- WHAT YOU SHOULD DO: Pick out each line below that contains the string "window" and copy those lines without any change.

- DATASET RECORDS:
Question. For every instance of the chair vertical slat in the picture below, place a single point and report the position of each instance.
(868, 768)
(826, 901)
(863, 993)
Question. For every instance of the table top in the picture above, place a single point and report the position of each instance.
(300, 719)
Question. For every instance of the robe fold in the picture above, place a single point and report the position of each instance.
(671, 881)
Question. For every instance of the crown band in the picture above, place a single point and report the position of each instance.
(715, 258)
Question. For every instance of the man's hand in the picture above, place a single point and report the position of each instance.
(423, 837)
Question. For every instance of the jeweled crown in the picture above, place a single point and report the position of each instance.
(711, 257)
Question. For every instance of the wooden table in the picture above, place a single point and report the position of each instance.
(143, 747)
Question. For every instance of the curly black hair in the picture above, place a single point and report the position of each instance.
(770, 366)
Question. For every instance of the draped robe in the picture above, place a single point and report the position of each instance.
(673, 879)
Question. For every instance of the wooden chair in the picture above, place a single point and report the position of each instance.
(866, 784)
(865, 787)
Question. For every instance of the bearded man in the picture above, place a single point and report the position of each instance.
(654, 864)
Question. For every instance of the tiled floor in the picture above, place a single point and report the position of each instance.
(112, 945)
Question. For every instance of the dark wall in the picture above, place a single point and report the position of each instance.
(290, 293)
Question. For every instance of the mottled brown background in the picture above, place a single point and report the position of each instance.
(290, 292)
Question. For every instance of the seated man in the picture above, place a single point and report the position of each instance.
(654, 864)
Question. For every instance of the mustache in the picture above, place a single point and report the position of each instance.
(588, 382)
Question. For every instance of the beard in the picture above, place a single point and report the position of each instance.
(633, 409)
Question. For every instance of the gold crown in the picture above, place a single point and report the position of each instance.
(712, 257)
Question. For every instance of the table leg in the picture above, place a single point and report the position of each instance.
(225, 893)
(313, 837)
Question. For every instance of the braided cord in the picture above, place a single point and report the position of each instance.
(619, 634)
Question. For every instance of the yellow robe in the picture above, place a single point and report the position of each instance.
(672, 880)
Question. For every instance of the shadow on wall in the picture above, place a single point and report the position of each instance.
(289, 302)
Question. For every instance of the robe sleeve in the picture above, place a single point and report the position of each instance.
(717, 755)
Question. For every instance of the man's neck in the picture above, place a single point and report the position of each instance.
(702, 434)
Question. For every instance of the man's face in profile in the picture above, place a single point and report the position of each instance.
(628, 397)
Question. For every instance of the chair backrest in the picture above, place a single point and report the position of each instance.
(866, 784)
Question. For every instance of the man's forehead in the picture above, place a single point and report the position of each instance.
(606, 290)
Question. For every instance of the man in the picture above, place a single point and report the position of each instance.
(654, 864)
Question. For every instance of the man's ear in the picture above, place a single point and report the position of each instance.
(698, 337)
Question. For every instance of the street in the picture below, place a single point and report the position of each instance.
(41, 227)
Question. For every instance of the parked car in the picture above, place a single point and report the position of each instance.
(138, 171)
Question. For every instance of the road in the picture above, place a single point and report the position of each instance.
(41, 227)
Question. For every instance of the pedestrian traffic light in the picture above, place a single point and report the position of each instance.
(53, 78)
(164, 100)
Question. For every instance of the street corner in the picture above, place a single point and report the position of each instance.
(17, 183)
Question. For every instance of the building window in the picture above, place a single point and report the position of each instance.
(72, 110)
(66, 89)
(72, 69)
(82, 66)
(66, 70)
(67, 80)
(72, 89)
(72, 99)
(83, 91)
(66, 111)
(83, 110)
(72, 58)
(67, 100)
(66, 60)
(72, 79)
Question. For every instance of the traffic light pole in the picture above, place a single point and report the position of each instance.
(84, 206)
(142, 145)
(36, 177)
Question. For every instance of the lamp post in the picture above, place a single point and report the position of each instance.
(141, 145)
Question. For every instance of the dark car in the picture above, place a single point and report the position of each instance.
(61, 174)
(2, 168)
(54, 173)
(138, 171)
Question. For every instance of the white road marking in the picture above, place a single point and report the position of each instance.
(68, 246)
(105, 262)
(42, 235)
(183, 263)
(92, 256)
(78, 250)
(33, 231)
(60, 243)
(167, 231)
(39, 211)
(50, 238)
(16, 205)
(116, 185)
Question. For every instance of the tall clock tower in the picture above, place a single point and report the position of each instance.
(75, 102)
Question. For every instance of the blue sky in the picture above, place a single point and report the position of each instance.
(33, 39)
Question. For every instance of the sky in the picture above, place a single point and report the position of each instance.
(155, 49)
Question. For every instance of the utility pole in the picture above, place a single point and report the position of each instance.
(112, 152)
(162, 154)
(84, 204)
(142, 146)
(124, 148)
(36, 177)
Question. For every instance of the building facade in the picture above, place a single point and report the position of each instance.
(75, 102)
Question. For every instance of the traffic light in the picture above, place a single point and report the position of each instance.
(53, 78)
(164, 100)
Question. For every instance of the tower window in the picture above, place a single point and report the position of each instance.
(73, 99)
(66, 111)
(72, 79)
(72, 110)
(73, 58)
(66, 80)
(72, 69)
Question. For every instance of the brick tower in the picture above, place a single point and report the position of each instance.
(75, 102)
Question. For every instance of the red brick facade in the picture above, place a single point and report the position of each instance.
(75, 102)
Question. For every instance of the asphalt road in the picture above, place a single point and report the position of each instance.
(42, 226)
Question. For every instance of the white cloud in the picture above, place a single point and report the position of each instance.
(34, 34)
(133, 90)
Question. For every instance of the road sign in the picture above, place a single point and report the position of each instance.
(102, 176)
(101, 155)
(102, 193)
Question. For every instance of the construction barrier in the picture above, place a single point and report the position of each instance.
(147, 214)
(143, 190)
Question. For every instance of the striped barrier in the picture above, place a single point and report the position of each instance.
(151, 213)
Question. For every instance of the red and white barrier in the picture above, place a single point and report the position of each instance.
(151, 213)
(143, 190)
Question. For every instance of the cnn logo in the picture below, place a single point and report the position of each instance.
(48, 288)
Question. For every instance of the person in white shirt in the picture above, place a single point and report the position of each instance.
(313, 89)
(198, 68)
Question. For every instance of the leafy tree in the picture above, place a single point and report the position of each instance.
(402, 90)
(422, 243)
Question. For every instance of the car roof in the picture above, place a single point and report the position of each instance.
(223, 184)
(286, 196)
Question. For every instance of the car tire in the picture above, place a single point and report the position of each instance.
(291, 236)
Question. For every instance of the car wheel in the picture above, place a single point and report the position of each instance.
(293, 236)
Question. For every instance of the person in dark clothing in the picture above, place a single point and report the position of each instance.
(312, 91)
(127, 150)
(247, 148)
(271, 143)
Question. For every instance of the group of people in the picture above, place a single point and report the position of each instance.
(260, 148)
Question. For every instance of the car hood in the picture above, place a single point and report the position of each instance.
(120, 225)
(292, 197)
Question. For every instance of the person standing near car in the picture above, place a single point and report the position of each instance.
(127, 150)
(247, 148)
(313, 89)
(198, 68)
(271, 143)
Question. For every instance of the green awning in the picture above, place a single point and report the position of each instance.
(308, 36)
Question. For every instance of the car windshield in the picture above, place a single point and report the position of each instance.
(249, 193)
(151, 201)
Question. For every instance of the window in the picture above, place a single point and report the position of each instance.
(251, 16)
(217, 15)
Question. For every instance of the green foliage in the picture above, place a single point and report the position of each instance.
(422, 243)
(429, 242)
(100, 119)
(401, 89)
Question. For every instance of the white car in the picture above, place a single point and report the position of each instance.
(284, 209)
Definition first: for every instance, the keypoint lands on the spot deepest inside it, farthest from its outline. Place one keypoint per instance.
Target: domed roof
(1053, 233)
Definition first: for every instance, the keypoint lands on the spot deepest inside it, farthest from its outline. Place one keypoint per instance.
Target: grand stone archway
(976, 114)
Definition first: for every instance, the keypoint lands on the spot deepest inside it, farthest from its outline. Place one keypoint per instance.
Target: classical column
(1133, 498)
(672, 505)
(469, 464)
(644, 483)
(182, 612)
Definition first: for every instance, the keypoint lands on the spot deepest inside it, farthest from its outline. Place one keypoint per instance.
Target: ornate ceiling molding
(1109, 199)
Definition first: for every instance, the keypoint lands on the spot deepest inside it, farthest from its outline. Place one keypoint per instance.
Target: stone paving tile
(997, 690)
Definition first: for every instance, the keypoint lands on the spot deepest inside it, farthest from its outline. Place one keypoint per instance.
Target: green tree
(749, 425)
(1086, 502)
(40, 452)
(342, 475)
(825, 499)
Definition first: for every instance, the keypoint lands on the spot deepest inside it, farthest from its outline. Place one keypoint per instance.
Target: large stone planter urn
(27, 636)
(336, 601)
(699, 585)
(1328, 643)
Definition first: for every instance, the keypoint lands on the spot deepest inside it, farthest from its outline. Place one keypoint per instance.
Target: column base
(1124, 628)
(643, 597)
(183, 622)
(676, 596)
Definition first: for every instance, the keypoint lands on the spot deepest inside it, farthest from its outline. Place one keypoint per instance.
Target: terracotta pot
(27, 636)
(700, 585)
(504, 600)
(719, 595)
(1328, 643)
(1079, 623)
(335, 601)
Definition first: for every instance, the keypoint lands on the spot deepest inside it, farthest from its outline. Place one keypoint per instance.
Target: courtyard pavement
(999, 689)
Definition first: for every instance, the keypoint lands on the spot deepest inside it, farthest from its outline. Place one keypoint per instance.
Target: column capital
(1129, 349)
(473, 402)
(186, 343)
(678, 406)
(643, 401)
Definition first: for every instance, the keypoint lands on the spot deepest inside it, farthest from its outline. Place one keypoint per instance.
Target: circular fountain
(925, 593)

- COMPLETE ANSWER:
Question. For every instance of the building window in the picture above, place a single point and report the position of each instance.
Question. For every instance of the tower window in the picture above, place a single point and report the position of each instance.
Question. For every instance of the window in the picture above, place a single point and report the position of each instance.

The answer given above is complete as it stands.